** BEGIN GIVEN TEXT **

In the phenomenology of Alfvénic turbulence, the ratio between the linear Alfvén timescale and the nonlinear decay timescale regulates the balance of the energy flux across scales, thus determining the strength of turbulence. The linear Alfvén timescale, defined as ${\tau }_A\simeq {\ell }_{\Vert }/{\upsilon }_A$, represents the typical propagation time of an Alfvén wave along a structure of size ${\ell }_{\Vert }$, ${\upsilon }_A$ being the Alfvén speed. The nonlinear decay time ${\tau }_{nl}\simeq {\ell }_{\perp }/\delta u\left({\ell }_{\perp }\right)$ represents the perpendicular eddy turnover time, where $\delta u\left({\ell }_{\perp }\right)$ is the fluctuation velocity across a structure of size ${\ell }_{\perp }$. When ratio of these two quantities $\chi ={\tau }_A/{\tau }_{nl}\simeq {\ell }_{\Vert }\delta u/{\ell }_{\perp }{\upsilon }_A\ll 1$, oppositely propagating Alfvén wave packets may interact multiple times before their energy is transferred to smaller scales [7,8]. On the contrary, for $\chi \gg 1$ Alfvénic fluctuations undergo multiple decays before they interact. Both conditions naturally evolve towards comparable nonlinear and Alfvén timescales ($\chi \simeq 1$), so that the nonlinear cascade occurs within one single interaction [3,9] (the reader is referred to Refs. [4,10] for more details on the MHD turbulence theory and on the evolution of the nonlinearity parameter $\chi$).

In this case, it is possible to show that the scaling relation between perpendicular and parallel wave vectors is $k_{\Vert }\propto k_{\perp }^{2/3}$. Under this particular condition, usually called “critically balanced” state [4], wavevector anisotropy $k_{\perp }\gg k_{\Vert }$ would appear at small scales, as resulting from the anisotropy of the spectral index: $E\left(k_{\perp }\right)\propto k_{\perp }^{-5/3}$ and $E\left(k_{\Vert }\right)\propto k_{\Vert }^{-2}$. Therefore, the critical balance condition can be tested by measuring the spectral index at various angles from SW measurements, a complicated issue using typical single-spacecraft SW measurements. Wavelet analysis has been often used to study the local mean magnetic field and to collect information on fluctuations at a particular local angle ${\theta }_{VB}$ between the local mean magnetic field and the flow direction. The resulting spectral slope was close to $-5/3$ when ${\theta }_{VB}\sim {90}^{\circ }$ and $-2$ when the angle is ${\theta }_{VB}\sim 0^{\circ }$, providing an evidence for the critical balance theory [11,12,13,14]. Multi-point measurement techniques provided similar results [6,15]. The observed spectral anisotropy is also compatible with the presence of discontinuities in the SW, as for example current sheets [2,16]. Removal of intermittent events from data was accompanied by flatter parallel spectra [17].

However, both local mean-field calculation and removal of intermittent events might result in systematic errors in the reconstruction of the parallel spectrum. The observation of local alignment between magnetic field and wind direction is indeed prevented by pervasive large-amplitude Alfvénic fluctuations. Thus, very long time series are required to build the parallel spectrum [13] using randomly distributed data points, possibly uncorrelated, and artificially introducing the discontinuities that might generate the spectral anisotropy.

** END GIVEN TEXT **
** BEGIN MATERIAL PROVIDED **

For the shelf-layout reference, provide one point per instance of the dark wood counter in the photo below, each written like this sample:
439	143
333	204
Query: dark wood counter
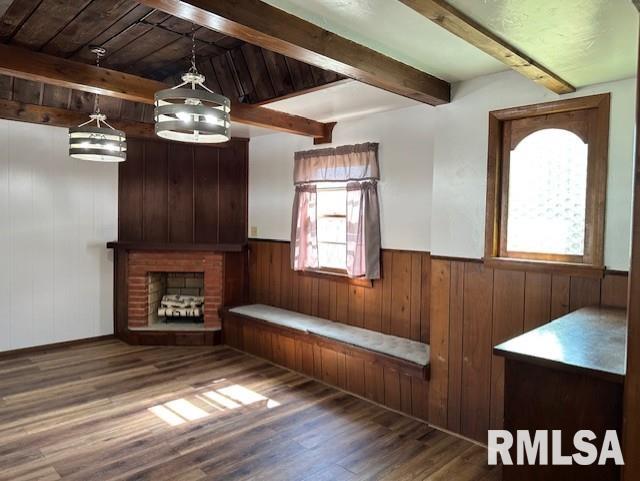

** END MATERIAL PROVIDED **

■ **TO DO**
1. Please rewrite the Alfvénic turbulence text from "However, both local" to "the spectral anisotropy.", putting "field-aligned spectrum" in place of "parallel spectrum".
2. According to the Alfvénic turbulence text, what prevents the observation of local alignment between magnetic field and wind direction?
The data above are separate from the Alfvénic turbulence text.

■ **ANSWERS PROVIDED**
1.
However, both local mean-field calculation and removal of intermittent events might result in systematic errors in the reconstruction of the field-aligned spectrum. The observation of local alignment between magnetic field and wind direction is indeed prevented by pervasive large-amplitude Alfvénic fluctuations. Thus, very long time series are required to build the field-aligned spectrum [13] using randomly distributed data points, possibly uncorrelated, and artificially introducing the discontinuities that might generate the spectral anisotropy.

2. Pervasive large-amplitude Alfvénic fluctuations.